→ **TASK 1**:
Rewrite the listing from its first line down to and including the line containing "<point>130,181</point>", replacing "photo" with "image" and leaving everything else unchanged. Omit the pictures from your answer.

A few weeks ago, Alex Bell, the brother of a long-time classmate and baseball teammate of mine, e-mailed me about a project he’s working on. A lifelong New Yorker, Bell wanted to use something prevalent — smartphones — to track subway trains. Instead of a complicated and expensive technology solution to real-time train location systems, Bell believes he can, in his words, “use the sensing capabilities of the smartphone to map the current location of all the NYC subways in real time.”
Enter the Subway Arrival Mobile Phone application. By using passive data and Base Station ID numbers, those who opt into Bell’s project can assist in providing essentially background data on train location. Bell pondered those who know where a train is when and determined that the short list includes the people on the train, the conductor, the MTA control room and, most importantly, those who have just gotten off the train.
“In a perfect world,” Bell said to me, “all I would have had to do was write a simple application which let users broadcast that they had left such and such train heading downtown. But of course no busy New Yorkers would have engaged in that, which is called participatory sensing. Instead I had to devise a method of using opportunistic sensing — sensing that doesn’t involve the user.”
To accomplish this, Bell focused on the BaseStation Identification number, which provides information on which cell tower is sending and receiving data to that phone. The application, he says, looks for periods of “no reception underground coupled with a large distance change.”
“By using some signal processing algorithms the false positives are weeded out and the results are sent, anonymously, to a server,” he explained. “I have optimized the application to have almost negligible effect on battery life. And by keeping the data anonymous, the security concerns are removed.”

→ **TASK 2**:
In the article on tracking subway trains with smartphones, what does the application look for?

→ **ENTRIES**:
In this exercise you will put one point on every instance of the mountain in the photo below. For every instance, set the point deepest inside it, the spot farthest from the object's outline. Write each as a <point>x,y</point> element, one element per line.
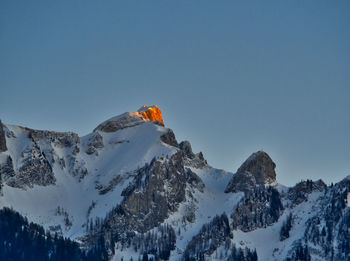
<point>130,191</point>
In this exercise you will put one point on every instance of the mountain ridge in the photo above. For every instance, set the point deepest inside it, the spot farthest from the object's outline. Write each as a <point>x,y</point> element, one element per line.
<point>130,181</point>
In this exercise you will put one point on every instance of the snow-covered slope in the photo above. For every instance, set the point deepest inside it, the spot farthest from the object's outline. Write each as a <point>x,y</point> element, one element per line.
<point>87,185</point>
<point>131,183</point>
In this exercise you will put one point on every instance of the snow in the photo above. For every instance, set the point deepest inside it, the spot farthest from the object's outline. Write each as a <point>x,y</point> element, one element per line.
<point>267,242</point>
<point>40,203</point>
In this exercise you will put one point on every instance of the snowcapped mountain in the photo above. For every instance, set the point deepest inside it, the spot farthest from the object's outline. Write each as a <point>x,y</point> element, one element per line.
<point>130,184</point>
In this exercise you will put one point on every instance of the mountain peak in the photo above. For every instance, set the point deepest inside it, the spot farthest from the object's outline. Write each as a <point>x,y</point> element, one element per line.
<point>257,170</point>
<point>151,113</point>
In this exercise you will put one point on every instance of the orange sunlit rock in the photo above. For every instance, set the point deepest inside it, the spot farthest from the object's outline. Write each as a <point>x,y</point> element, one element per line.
<point>151,113</point>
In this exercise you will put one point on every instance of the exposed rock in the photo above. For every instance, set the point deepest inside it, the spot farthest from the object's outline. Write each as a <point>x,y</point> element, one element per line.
<point>152,113</point>
<point>241,182</point>
<point>128,119</point>
<point>194,180</point>
<point>156,191</point>
<point>260,208</point>
<point>96,142</point>
<point>2,138</point>
<point>6,169</point>
<point>186,147</point>
<point>169,138</point>
<point>257,170</point>
<point>34,170</point>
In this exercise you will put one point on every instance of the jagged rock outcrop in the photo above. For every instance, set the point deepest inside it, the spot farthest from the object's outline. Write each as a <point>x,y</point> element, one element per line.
<point>186,147</point>
<point>3,146</point>
<point>260,208</point>
<point>152,113</point>
<point>95,143</point>
<point>126,120</point>
<point>169,138</point>
<point>299,193</point>
<point>257,170</point>
<point>192,160</point>
<point>156,191</point>
<point>34,170</point>
<point>130,119</point>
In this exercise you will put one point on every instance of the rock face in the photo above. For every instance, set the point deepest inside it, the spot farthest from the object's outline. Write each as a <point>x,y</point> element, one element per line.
<point>169,138</point>
<point>130,119</point>
<point>257,170</point>
<point>2,138</point>
<point>156,191</point>
<point>152,113</point>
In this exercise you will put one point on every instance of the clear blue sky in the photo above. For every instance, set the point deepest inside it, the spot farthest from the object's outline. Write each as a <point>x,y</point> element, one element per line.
<point>233,77</point>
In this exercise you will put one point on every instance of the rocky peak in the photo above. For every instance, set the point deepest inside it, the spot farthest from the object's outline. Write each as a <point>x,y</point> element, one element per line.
<point>261,166</point>
<point>2,138</point>
<point>151,113</point>
<point>257,170</point>
<point>130,119</point>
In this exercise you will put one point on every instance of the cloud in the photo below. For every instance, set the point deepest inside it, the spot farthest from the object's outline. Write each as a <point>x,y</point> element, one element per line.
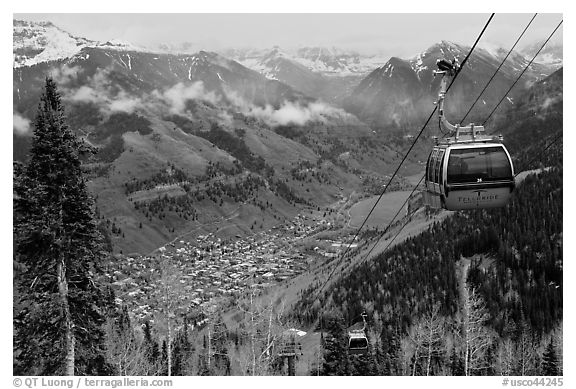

→ **REPLY 1**:
In this exercise you will put one point on every instance of the mountain in the image below. For every instance, set the point deepest inside it, the spot farthest from the object's outline. Write each as a <point>x,y</point> element, one element per line.
<point>130,191</point>
In this exercise you will put one point on every instance of the mountain ridge in the image above. For every instance, set the point deepest inside it, the spot farthest from the object's outline. Write each as a <point>x,y</point> element, one element per line.
<point>130,181</point>

→ **REPLY 2**:
Periods of no reception underground coupled with a large distance change.